### SUPPLIED PASSAGE

By Cahill’s Ill. St. 1921, ch. 122, ¶ 137, subd. 5, boards of education are empowered to buy or lease one or more sites for schoolhouses with the necessary grounds, but it is provided that it shall not be lawful for such boards to purchase or locate a schoolhouse site, or to purchase, build or move a schoolhouse, unless authorized by a majority of all the votes cast at an election called for such purpose.

In the construing of statutes the main object is to arrive at the legislative intention which is to be ascertained from a consideration of the entire act itself, its nature, its object and the consequence, which would result from construing it one way or the other. Blattner v. Dietz, 311 Ill. 445. The object of the enactment of the statutes in question was an attempt on the part of the Legislature to carry out the provision of the Constitution which provides that the General Assembly shall provide a thorough and efficient system of free schools, whereby all children of this State may receive a good common school education. Const. 1870, Art. 8, sec. 1. The primary purpose of the maintenance of the common school system is the promotion of the general intelligence of the people constituting a body politic, and thereby to increase the usefulness and efficiency of the citizens, on which the government of society depends. Bissell v. Davison, 65 Conn. 183, 32 Atl. 348; Ransom v. Rutherford County, 123 Tenn. 1, 130 S. W. 1057.

### SUPPLIED INFORMATION

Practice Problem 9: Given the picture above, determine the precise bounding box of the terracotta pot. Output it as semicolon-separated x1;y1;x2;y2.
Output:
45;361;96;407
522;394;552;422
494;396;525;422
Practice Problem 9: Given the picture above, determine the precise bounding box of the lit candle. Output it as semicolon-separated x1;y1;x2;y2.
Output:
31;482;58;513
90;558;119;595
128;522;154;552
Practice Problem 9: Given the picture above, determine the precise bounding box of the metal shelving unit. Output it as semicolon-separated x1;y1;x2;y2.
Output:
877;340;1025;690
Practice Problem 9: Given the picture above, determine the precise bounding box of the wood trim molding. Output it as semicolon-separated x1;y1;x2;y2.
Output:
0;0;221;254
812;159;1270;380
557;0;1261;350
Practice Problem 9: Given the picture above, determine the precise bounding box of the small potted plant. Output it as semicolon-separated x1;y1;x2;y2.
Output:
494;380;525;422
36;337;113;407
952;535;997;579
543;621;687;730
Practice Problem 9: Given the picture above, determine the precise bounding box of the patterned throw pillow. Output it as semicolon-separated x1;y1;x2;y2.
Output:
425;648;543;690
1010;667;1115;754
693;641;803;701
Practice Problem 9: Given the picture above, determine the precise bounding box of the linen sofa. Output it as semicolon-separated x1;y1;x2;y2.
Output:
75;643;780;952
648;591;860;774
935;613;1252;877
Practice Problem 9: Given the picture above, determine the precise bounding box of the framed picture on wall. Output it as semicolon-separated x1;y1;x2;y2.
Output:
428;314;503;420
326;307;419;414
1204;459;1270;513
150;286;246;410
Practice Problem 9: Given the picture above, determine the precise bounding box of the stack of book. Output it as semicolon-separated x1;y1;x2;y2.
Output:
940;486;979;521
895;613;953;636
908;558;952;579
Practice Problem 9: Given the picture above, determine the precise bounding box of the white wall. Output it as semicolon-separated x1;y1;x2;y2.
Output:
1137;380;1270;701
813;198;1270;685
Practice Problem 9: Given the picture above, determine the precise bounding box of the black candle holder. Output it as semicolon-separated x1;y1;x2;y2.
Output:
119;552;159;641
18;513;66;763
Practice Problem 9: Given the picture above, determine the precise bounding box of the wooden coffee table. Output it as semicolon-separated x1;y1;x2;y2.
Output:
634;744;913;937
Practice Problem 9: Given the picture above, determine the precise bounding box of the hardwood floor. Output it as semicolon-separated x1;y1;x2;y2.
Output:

### EXERCISE TASK 1
Do the following statements agree with the school-law passage? Answer yes or no for each, quoting the words of the passage that decide it.
(a) Boards of education may lease schoolhouse sites as well as buy them.
(b) A board of education may move a schoolhouse without an election.
(c) In construing statutes, the main object is to arrive at the legislative intention.
### EXERCISE TASK 2
Extract everything in the school-law passage from "By Cahill’s Ill." down to "for such purpose.".

### OUTPUT 1
(a) Yes: "boards of education are empowered to buy or lease one or more sites for schoolhouses with the necessary grounds"
(b) No: "it shall not be lawful for such boards to purchase or locate a schoolhouse site, or to purchase, build or move a schoolhouse, unless authorized by a majority of all the votes cast at an election called for such purpose"
(c) Yes: "In the construing of statutes the main object is to arrive at the legislative intention"

### OUTPUT 2
By Cahill’s Ill. St. 1921, ch. 122, ¶ 137, subd. 5, boards of education are empowered to buy or lease one or more sites for schoolhouses with the necessary grounds, but it is provided that it shall not be lawful for such boards to purchase or locate a schoolhouse site, or to purchase, build or move a schoolhouse, unless authorized by a majority of all the votes cast at an election called for such purpose.